▶ TASK PROMPT
Please give back, word for word, only the lines starting at the one containing "box: [94, 38, 173, 111]" and ending at the one containing "47L111 51L97 88L101" within the material below.

----- SUPPLIED DATA -----

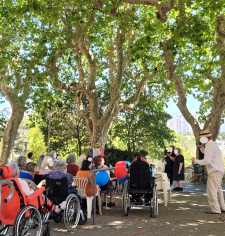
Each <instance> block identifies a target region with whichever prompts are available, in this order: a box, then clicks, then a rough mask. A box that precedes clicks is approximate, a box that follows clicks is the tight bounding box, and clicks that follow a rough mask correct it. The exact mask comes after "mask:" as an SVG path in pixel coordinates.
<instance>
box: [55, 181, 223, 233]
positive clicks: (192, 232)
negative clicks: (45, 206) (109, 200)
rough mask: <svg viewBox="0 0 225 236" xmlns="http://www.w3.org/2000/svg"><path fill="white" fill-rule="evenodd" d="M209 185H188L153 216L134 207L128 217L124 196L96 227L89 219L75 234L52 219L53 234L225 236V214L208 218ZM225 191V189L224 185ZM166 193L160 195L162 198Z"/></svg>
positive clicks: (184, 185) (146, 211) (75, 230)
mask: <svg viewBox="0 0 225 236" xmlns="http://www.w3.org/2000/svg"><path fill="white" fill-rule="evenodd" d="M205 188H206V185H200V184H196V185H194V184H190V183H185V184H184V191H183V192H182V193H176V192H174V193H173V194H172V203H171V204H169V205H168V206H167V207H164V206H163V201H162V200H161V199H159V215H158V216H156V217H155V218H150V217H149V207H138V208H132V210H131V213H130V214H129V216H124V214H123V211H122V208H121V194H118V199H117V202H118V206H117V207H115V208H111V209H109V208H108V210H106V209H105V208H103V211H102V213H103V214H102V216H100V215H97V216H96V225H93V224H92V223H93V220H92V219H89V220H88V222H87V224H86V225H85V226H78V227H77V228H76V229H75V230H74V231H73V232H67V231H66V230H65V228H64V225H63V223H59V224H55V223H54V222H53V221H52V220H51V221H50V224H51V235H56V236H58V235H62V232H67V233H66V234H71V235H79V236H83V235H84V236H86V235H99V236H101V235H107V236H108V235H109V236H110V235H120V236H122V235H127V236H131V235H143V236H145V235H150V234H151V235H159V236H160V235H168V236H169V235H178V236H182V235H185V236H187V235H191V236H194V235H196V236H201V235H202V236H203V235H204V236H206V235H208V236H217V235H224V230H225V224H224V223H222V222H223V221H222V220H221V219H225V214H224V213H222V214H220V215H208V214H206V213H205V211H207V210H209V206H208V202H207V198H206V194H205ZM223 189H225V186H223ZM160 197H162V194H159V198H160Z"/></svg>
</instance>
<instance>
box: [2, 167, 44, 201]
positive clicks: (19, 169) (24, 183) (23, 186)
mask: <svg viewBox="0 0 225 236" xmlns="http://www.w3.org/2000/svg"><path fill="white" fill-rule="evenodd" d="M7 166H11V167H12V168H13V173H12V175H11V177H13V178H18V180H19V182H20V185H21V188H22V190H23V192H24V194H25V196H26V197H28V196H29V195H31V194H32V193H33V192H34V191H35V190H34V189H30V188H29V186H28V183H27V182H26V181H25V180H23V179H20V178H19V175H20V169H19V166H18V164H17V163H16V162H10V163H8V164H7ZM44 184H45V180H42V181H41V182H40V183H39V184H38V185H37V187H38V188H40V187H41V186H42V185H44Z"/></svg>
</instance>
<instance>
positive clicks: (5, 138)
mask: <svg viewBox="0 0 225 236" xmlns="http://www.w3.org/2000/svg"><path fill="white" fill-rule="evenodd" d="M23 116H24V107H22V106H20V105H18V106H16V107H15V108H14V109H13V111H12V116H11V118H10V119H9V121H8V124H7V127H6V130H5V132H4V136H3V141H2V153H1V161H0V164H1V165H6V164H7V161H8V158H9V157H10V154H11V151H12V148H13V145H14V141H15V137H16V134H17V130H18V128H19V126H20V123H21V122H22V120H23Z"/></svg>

-----
----- SUPPLIED DATA -----

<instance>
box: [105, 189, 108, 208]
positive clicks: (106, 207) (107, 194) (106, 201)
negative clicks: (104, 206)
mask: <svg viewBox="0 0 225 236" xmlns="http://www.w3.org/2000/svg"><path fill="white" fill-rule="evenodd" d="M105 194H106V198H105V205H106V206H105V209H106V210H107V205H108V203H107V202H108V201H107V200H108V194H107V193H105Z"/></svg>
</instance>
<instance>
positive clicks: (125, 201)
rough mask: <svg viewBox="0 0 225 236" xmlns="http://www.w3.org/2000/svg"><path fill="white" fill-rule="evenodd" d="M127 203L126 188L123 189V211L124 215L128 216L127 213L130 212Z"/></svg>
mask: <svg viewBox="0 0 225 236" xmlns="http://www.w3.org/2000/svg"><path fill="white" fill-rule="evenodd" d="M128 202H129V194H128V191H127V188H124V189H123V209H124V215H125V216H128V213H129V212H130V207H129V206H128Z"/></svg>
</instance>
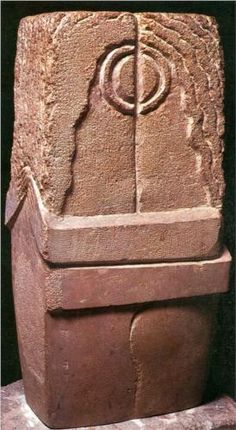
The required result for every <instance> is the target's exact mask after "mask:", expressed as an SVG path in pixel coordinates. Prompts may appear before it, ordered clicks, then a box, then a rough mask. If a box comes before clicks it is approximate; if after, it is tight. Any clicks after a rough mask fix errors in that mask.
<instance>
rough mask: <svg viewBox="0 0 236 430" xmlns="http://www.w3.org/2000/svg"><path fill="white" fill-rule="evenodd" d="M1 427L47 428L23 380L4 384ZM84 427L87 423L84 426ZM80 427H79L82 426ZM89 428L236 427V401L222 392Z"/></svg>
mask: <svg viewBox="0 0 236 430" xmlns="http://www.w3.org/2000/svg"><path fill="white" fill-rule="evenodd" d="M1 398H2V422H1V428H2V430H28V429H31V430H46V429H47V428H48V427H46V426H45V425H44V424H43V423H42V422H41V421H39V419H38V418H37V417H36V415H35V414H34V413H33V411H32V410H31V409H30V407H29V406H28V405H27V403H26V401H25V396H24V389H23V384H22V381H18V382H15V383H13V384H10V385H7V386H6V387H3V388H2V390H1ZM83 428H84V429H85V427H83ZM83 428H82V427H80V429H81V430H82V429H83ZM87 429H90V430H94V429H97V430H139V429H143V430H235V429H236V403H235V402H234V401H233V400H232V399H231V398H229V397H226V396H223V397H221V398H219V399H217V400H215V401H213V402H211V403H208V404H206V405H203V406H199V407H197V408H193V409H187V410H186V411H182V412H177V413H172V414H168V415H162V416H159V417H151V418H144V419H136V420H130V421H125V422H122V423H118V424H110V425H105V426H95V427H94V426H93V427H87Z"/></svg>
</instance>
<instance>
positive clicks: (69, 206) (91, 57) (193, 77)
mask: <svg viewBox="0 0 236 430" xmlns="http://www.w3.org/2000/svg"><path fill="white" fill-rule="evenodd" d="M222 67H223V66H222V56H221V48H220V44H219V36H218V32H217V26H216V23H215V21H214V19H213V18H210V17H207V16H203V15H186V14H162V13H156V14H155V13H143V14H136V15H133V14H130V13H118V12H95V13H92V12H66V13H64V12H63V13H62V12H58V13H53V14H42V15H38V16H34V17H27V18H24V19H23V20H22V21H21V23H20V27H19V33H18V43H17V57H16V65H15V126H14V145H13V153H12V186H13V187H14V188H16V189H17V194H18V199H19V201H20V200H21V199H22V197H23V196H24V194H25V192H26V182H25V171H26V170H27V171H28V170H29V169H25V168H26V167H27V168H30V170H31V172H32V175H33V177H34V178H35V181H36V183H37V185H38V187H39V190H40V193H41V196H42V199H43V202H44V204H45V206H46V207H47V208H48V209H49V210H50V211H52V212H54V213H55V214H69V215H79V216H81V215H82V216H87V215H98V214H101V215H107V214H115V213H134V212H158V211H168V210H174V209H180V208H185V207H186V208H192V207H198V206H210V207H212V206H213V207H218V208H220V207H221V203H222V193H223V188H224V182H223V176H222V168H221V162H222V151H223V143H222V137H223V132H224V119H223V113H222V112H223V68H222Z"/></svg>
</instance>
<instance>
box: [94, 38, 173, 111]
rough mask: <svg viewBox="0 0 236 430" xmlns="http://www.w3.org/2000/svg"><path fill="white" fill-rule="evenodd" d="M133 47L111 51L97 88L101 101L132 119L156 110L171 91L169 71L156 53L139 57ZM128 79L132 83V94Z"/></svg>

-----

▶ SOLUTION FOR THIS EXERCISE
box: [94, 38, 173, 111]
rough mask: <svg viewBox="0 0 236 430" xmlns="http://www.w3.org/2000/svg"><path fill="white" fill-rule="evenodd" d="M133 47L111 51L97 88L101 101L132 119L156 110L171 91L169 71L156 53L139 57ZM128 79L132 83V94Z"/></svg>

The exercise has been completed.